What is expected: Turn the material, starting with the line containing "Target: whitewashed tree trunk" and going on through the end of the material, into a two-column CSV with the header request_text,answer_text. Give one row per request, with its text and its answer each in a single quoted field and line breaks replaced by spaces.

Material from a collection
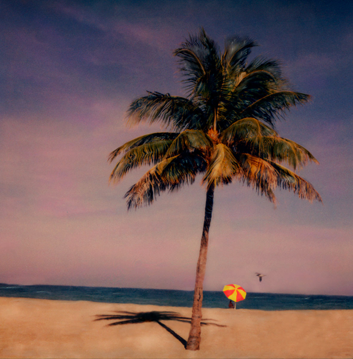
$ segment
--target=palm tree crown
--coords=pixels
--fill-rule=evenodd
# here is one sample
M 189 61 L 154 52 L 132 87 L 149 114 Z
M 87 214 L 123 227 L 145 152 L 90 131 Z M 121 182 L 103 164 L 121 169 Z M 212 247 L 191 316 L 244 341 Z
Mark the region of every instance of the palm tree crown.
M 256 46 L 248 38 L 233 36 L 221 53 L 203 29 L 190 36 L 174 52 L 184 75 L 186 97 L 148 92 L 128 111 L 132 123 L 159 121 L 169 132 L 138 137 L 109 155 L 111 162 L 122 156 L 110 175 L 115 182 L 130 169 L 153 165 L 125 194 L 128 209 L 149 205 L 161 192 L 191 184 L 197 174 L 202 174 L 206 203 L 186 346 L 190 350 L 199 348 L 215 187 L 237 180 L 271 202 L 275 202 L 277 187 L 310 201 L 321 201 L 313 186 L 294 172 L 316 159 L 302 146 L 280 137 L 274 128 L 286 110 L 310 97 L 291 89 L 276 61 L 257 57 L 248 63 Z
M 112 161 L 123 154 L 111 174 L 115 182 L 132 169 L 154 165 L 125 195 L 129 208 L 150 204 L 161 192 L 192 183 L 199 173 L 207 187 L 237 179 L 271 201 L 277 186 L 321 200 L 310 183 L 283 165 L 295 170 L 317 161 L 273 127 L 286 110 L 309 96 L 290 90 L 276 61 L 256 57 L 247 64 L 256 46 L 234 37 L 220 55 L 202 29 L 174 52 L 187 97 L 149 92 L 132 103 L 131 123 L 159 121 L 171 132 L 141 136 L 110 154 Z

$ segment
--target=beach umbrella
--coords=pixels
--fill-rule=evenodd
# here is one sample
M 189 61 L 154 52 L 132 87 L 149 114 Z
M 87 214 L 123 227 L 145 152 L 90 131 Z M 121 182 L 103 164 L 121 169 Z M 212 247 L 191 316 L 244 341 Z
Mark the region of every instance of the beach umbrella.
M 224 286 L 223 292 L 225 296 L 233 302 L 240 302 L 245 299 L 246 292 L 238 284 L 227 284 Z

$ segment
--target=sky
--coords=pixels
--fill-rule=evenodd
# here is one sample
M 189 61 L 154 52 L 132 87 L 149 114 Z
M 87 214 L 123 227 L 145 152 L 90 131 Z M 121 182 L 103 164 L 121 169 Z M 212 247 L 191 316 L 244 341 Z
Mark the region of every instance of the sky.
M 109 153 L 158 125 L 126 125 L 146 90 L 183 95 L 174 49 L 202 26 L 247 36 L 312 96 L 276 129 L 320 164 L 323 203 L 237 182 L 216 189 L 204 289 L 353 295 L 351 20 L 344 1 L 0 1 L 0 282 L 192 290 L 205 189 L 151 206 L 109 184 Z M 255 274 L 266 275 L 260 283 Z

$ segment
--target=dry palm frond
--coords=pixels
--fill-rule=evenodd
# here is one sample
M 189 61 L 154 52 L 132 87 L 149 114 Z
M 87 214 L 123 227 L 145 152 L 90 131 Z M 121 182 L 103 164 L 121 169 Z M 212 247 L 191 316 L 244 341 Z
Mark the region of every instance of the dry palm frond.
M 214 149 L 202 179 L 202 183 L 207 183 L 207 187 L 211 185 L 230 183 L 232 178 L 240 176 L 242 171 L 232 150 L 225 145 L 219 143 Z
M 157 163 L 164 157 L 172 142 L 171 140 L 164 140 L 144 144 L 132 148 L 116 164 L 110 174 L 110 180 L 116 183 L 130 169 Z
M 272 164 L 256 156 L 243 153 L 239 156 L 244 173 L 243 180 L 258 193 L 276 202 L 273 191 L 278 183 L 278 173 Z
M 283 166 L 274 162 L 271 164 L 278 172 L 278 183 L 280 187 L 293 191 L 303 199 L 322 202 L 321 196 L 310 182 Z

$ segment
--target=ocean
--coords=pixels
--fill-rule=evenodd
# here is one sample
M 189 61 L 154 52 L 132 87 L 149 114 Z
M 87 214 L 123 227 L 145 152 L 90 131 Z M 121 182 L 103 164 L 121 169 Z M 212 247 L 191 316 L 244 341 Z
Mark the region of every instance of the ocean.
M 193 295 L 193 291 L 0 284 L 0 297 L 3 297 L 191 307 Z M 221 290 L 204 292 L 204 308 L 227 308 L 229 302 Z M 241 308 L 266 311 L 353 309 L 353 296 L 248 292 L 244 300 L 237 303 L 237 309 Z

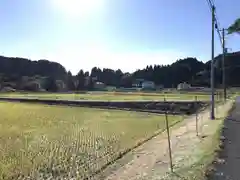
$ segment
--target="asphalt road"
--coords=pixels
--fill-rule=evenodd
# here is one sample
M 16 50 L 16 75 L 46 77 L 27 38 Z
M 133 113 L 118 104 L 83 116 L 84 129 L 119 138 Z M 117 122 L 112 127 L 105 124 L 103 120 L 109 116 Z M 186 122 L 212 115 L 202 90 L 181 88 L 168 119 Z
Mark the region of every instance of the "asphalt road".
M 211 180 L 240 180 L 240 97 L 230 115 L 225 119 L 222 130 L 223 149 L 215 165 L 216 172 Z M 222 139 L 222 138 L 221 138 Z

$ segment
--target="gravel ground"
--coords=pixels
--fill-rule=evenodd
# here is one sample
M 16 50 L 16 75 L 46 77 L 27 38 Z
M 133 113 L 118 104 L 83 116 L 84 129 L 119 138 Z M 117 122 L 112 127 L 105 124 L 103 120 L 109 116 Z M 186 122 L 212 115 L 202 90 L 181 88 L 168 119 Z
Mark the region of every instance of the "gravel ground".
M 233 111 L 225 119 L 222 130 L 222 151 L 214 166 L 215 172 L 209 180 L 240 179 L 240 97 L 236 99 Z
M 223 115 L 227 109 L 231 107 L 231 103 L 222 105 L 218 115 Z M 199 114 L 200 115 L 200 114 Z M 199 125 L 209 122 L 209 111 L 201 113 Z M 191 164 L 197 161 L 189 156 L 194 152 L 196 145 L 201 143 L 196 137 L 195 117 L 189 117 L 184 120 L 181 126 L 171 130 L 171 144 L 173 150 L 174 167 L 178 168 L 184 164 Z M 116 163 L 114 168 L 107 170 L 108 175 L 103 175 L 96 179 L 105 180 L 160 180 L 169 172 L 168 144 L 166 133 L 163 133 L 151 141 L 145 143 L 139 148 L 133 150 L 132 158 L 128 163 L 118 166 Z M 124 158 L 123 158 L 124 159 Z M 113 170 L 114 169 L 114 170 Z

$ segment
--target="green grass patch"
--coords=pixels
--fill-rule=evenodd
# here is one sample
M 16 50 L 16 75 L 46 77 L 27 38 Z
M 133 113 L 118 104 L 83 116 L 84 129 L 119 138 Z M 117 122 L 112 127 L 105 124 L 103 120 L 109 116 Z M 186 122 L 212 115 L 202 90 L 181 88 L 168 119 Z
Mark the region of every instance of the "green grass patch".
M 164 116 L 117 110 L 1 102 L 0 114 L 0 179 L 83 179 L 165 129 Z
M 59 100 L 106 100 L 106 101 L 122 101 L 122 100 L 166 100 L 178 101 L 189 100 L 209 101 L 208 94 L 164 94 L 164 93 L 123 93 L 123 92 L 88 92 L 88 93 L 1 93 L 0 97 L 10 98 L 35 98 L 35 99 L 59 99 Z M 219 97 L 216 95 L 216 99 Z

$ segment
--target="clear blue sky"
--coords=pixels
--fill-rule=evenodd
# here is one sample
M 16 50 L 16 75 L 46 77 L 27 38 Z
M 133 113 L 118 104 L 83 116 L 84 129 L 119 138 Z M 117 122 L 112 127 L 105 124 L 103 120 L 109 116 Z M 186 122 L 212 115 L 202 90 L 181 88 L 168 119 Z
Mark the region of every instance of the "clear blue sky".
M 221 27 L 240 17 L 240 1 L 215 1 Z M 211 58 L 206 0 L 1 0 L 0 13 L 1 55 L 57 61 L 73 73 Z M 217 55 L 217 34 L 215 42 Z M 240 50 L 240 36 L 227 45 Z

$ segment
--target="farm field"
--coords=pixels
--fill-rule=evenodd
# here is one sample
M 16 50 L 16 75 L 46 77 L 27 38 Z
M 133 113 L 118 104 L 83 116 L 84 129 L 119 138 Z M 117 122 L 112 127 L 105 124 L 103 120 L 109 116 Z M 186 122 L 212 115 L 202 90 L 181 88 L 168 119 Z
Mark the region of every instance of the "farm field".
M 210 94 L 164 94 L 164 93 L 126 93 L 126 92 L 89 92 L 78 94 L 67 93 L 1 93 L 0 97 L 11 98 L 35 98 L 35 99 L 58 99 L 58 100 L 101 100 L 101 101 L 140 101 L 140 100 L 159 100 L 164 98 L 169 101 L 209 101 Z M 216 99 L 219 98 L 216 95 Z
M 165 129 L 162 115 L 117 110 L 0 102 L 0 114 L 0 179 L 85 179 Z

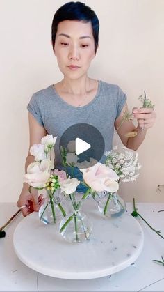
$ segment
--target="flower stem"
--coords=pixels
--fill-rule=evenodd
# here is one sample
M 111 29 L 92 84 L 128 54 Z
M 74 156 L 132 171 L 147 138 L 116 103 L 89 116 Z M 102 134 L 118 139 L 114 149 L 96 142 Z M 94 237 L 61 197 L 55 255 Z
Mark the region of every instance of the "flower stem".
M 133 217 L 139 216 L 142 220 L 149 226 L 149 227 L 153 230 L 153 231 L 156 232 L 156 234 L 158 234 L 160 237 L 164 239 L 164 237 L 160 234 L 161 230 L 156 230 L 154 229 L 146 220 L 144 219 L 140 214 L 138 213 L 136 205 L 135 205 L 135 199 L 133 198 L 133 212 L 132 212 L 131 215 Z
M 104 215 L 106 213 L 106 211 L 107 211 L 107 209 L 108 209 L 108 203 L 109 203 L 109 201 L 110 201 L 110 197 L 111 197 L 111 193 L 109 192 L 109 194 L 108 194 L 108 199 L 107 199 L 107 201 L 106 202 L 106 205 L 105 205 L 104 210 Z
M 87 198 L 87 197 L 88 196 L 88 194 L 90 194 L 90 188 L 88 188 L 86 192 L 84 193 L 84 194 L 83 195 L 81 199 L 84 200 L 85 199 Z
M 45 212 L 45 210 L 46 210 L 46 209 L 47 209 L 47 206 L 48 206 L 48 205 L 49 205 L 49 203 L 47 203 L 47 204 L 46 205 L 46 206 L 45 206 L 44 209 L 43 210 L 43 212 L 42 213 L 42 215 L 41 215 L 41 216 L 40 216 L 40 220 L 42 219 L 42 216 L 43 216 L 43 215 L 44 215 L 44 212 Z
M 62 233 L 63 231 L 63 230 L 65 229 L 65 227 L 68 224 L 68 223 L 70 222 L 71 220 L 72 220 L 73 217 L 74 217 L 74 214 L 67 219 L 67 220 L 65 222 L 65 224 L 60 228 L 60 233 Z
M 51 195 L 49 196 L 49 199 L 50 199 L 50 203 L 51 203 L 51 207 L 52 210 L 53 220 L 54 220 L 54 222 L 56 223 L 55 209 L 54 209 L 53 199 Z
M 62 207 L 62 206 L 60 203 L 58 204 L 58 206 L 59 209 L 60 210 L 63 217 L 66 216 L 66 213 L 65 212 L 63 208 Z
M 76 234 L 76 241 L 78 242 L 78 234 L 77 234 L 77 217 L 76 214 L 74 213 L 74 229 L 75 229 L 75 234 Z

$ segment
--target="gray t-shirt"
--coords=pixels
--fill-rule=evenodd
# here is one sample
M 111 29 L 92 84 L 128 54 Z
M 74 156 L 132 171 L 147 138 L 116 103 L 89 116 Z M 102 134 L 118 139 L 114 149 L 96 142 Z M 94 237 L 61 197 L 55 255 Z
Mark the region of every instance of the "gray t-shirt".
M 50 85 L 33 95 L 27 109 L 48 134 L 58 137 L 54 150 L 56 167 L 58 167 L 61 165 L 60 138 L 69 127 L 76 123 L 95 127 L 104 137 L 105 151 L 111 150 L 114 123 L 126 100 L 126 95 L 117 85 L 99 81 L 93 100 L 86 105 L 74 107 L 63 100 Z M 104 157 L 100 162 L 104 162 Z

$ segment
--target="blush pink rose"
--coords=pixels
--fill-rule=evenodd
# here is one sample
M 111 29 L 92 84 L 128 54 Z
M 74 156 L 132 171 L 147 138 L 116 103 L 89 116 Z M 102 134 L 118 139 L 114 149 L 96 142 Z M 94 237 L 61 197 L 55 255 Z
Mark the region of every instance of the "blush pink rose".
M 24 182 L 34 187 L 45 187 L 50 177 L 51 166 L 52 162 L 47 159 L 41 162 L 31 163 L 27 168 L 27 173 L 24 176 Z
M 88 169 L 81 169 L 81 171 L 83 174 L 85 182 L 95 191 L 115 192 L 119 188 L 116 181 L 119 176 L 102 163 L 98 162 Z

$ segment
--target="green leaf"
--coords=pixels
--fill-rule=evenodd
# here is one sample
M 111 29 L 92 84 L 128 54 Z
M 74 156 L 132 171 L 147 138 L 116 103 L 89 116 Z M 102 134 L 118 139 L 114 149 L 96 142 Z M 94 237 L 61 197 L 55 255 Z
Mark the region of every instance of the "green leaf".
M 133 217 L 138 217 L 138 213 L 136 210 L 133 211 L 132 213 L 131 213 L 131 215 Z

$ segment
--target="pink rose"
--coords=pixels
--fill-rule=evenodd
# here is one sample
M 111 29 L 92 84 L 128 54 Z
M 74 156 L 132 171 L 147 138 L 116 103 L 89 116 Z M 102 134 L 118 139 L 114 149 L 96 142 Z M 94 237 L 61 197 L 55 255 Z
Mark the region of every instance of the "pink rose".
M 85 182 L 95 191 L 115 192 L 119 188 L 116 181 L 119 176 L 102 163 L 98 162 L 88 169 L 81 169 L 81 171 L 83 174 Z
M 50 177 L 51 166 L 52 162 L 47 159 L 41 162 L 31 163 L 27 168 L 27 174 L 24 176 L 24 182 L 34 187 L 45 187 Z

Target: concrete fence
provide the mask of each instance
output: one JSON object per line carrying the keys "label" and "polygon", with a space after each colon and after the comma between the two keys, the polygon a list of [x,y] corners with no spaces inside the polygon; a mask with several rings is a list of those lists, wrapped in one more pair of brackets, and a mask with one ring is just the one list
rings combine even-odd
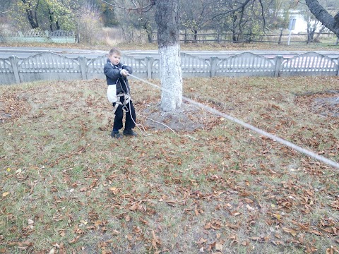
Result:
{"label": "concrete fence", "polygon": [[0,42],[46,42],[46,43],[76,43],[74,32],[64,30],[11,32],[0,31]]}
{"label": "concrete fence", "polygon": [[[266,58],[244,52],[225,59],[203,59],[182,53],[184,78],[214,76],[339,75],[338,59],[308,52],[292,58]],[[107,56],[69,58],[52,53],[41,53],[25,59],[0,59],[0,84],[14,84],[42,80],[90,80],[105,78]],[[141,78],[160,78],[160,61],[123,56],[121,62],[131,66]]]}

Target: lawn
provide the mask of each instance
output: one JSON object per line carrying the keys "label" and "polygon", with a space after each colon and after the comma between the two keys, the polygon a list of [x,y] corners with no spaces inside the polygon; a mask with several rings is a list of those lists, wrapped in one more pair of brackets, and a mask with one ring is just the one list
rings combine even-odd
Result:
{"label": "lawn", "polygon": [[[196,128],[157,128],[160,92],[130,83],[148,135],[122,140],[104,80],[0,87],[0,253],[339,252],[338,169],[186,103]],[[188,78],[184,94],[339,162],[338,77]]]}

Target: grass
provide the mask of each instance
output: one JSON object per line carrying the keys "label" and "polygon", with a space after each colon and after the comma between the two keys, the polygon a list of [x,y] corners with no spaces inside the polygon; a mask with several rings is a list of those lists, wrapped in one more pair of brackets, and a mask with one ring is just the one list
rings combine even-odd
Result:
{"label": "grass", "polygon": [[[189,78],[184,90],[338,162],[338,119],[311,108],[338,97],[324,92],[338,81]],[[131,83],[145,114],[159,92]],[[201,111],[189,116],[205,126],[192,133],[139,118],[151,135],[112,140],[105,89],[103,80],[0,87],[0,253],[338,251],[338,169]]]}
{"label": "grass", "polygon": [[[36,47],[48,48],[74,48],[91,50],[109,51],[112,47],[117,47],[121,50],[139,49],[139,50],[157,50],[157,43],[133,43],[119,42],[115,39],[105,43],[92,45],[86,44],[59,44],[59,43],[0,43],[1,47]],[[279,51],[338,51],[339,44],[335,45],[333,42],[306,43],[181,43],[182,50],[207,50],[207,51],[248,51],[248,50],[279,50]]]}

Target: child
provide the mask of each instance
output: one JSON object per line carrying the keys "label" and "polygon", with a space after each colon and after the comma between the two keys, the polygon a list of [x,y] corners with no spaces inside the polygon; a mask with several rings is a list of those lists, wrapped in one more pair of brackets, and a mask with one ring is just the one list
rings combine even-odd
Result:
{"label": "child", "polygon": [[107,97],[113,105],[113,112],[115,114],[113,131],[111,137],[121,138],[119,133],[122,125],[124,111],[126,113],[125,128],[123,134],[136,136],[133,131],[136,126],[136,111],[131,99],[130,90],[127,76],[132,73],[130,66],[120,63],[121,52],[117,48],[113,48],[108,54],[108,59],[104,66],[104,73],[107,80]]}

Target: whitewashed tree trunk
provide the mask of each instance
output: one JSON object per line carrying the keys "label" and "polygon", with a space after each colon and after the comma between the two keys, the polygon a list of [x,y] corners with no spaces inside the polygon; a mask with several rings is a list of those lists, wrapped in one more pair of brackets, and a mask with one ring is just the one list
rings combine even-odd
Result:
{"label": "whitewashed tree trunk", "polygon": [[[182,102],[182,76],[179,45],[159,48],[160,55],[161,109],[165,111],[179,108]],[[171,92],[167,92],[170,91]]]}
{"label": "whitewashed tree trunk", "polygon": [[[172,111],[182,102],[182,75],[179,40],[179,0],[155,0],[155,21],[160,55],[161,109]],[[170,92],[168,92],[170,91]]]}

Task result:
request_text,answer_text
"Target: whitewashed tree trunk provide the mask of each instance output: one JSON object per line carrying the keys ""label"" and ""polygon"", with a space after each colon and after the comma between the two keys, the polygon a list of [x,y] corners with no spaces inside the polygon; a mask with several rings is a list of those lists, wrapped in one more pair of brackets, and a mask with one ring is just the one list rings combine even-odd Result:","{""label"": ""whitewashed tree trunk"", ""polygon"": [[[182,102],[182,76],[179,45],[159,48],[160,55],[161,109],[165,111],[179,108]],[[171,92],[167,92],[170,91]]]} {""label"": ""whitewashed tree trunk"", ""polygon"": [[[172,111],[182,102],[182,75],[179,40],[179,0],[155,0],[155,21],[160,55],[161,109]],[[170,92],[168,92],[170,91]]]}"